Well their choices are to work at the factories that they currently work at, prostitution, or unemployment and starvation. They are picking the best choice for themselves otherwise they wouldn't be there. Who am I to say that they can no longer work for such a small wage? That's completely their choice and should remain so.
 
Sorry, I just don't see it. My frig is still going strong after 10 years. Vacuum cleaner works fine. My cats have ripped up the sides of my couches, and my kids use them as trampolines, but other than that the furniture is doing fine. To be honest this sounds like unions talking up their importance.

Again, the solution is for people to be allowed to form economic cooperatives. We need to experiment with these things. I see a lot of arm chair analyzing here with very little empirical evidence. We need to let people try things out and see what works best.

My fridge is from the 40's and still going strong. The one in the basement is less than 10 years old made with cheap quality parts and is sputtering and fitting. The ice maker lost its life long ago. The shelves have had the cheap pins sheared off in the first two years. So the door no longer has shelves. Cheap crap. Not a cheap fridge either!

The sofa I have from roughly the 20's is in excellent shape. the original material is still holding strong. The frame is perfect. The seats are strong and springy. the upstairs sofa is about 10 years old. We reinforced the frame. The cushoins are cheap sponge material. The fabric is threadbare. So we cover with high quality sofa covers. It will see the dump long before the downstairs sofa gets retired to be reupholstered. (if that ever needs done!)

We have owned 4 vacuums in 9 years. The next to the last one had a 10 year warranty. I paid over $400 for the priviledge of that warranty with a vacuum. Within 3 years of purchase we learned the company no longer honors the warranty because the parts do not exist to fix it. The last vacuum we bought at a cost that would be disposable in two years the average life expectancy of most market vacuums. We are removing the carpets and the vacuum will not be an issue.

Ask a good, reputable vacuum repair guy what quality the average market vacuums are now. The Vacuum Place 770-973-0774 is excellent. The owner knows vacuums backwards and forwards and loves to talk. He is the one who schooled us on the fact that most are made with sub par parts.

_Information supplied_:

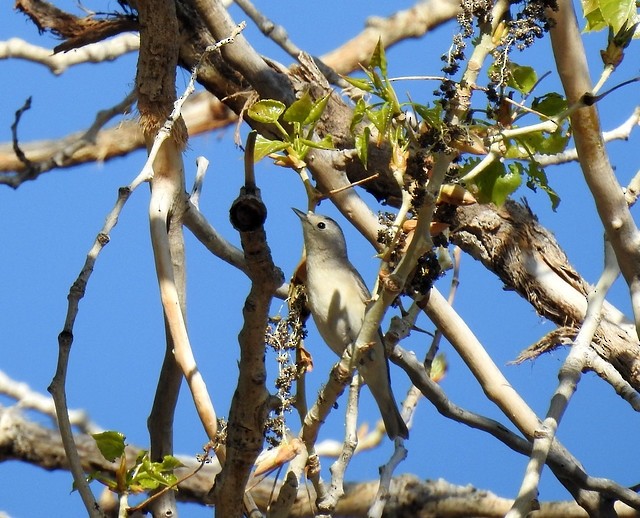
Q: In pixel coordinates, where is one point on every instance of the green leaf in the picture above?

_Directions_: Copy out the forum comments word for word, beginning with the words "Again, the solution" and ending after the words "cheap fridge either!". The data is separate from the forum comments.

_Output of the exercise_:
Again, the solution is for people to be allowed to form economic cooperatives. We need to experiment with these things. I see a lot of arm chair analyzing here with very little empirical evidence. We need to let people try things out and see what works best.

My fridge is from the 40's and still going strong. The one in the basement is less than 10 years old made with cheap quality parts and is sputtering and fitting. The ice maker lost its life long ago. The shelves have had the cheap pins sheared off in the first two years. So the door no longer has shelves. Cheap crap. Not a cheap fridge either!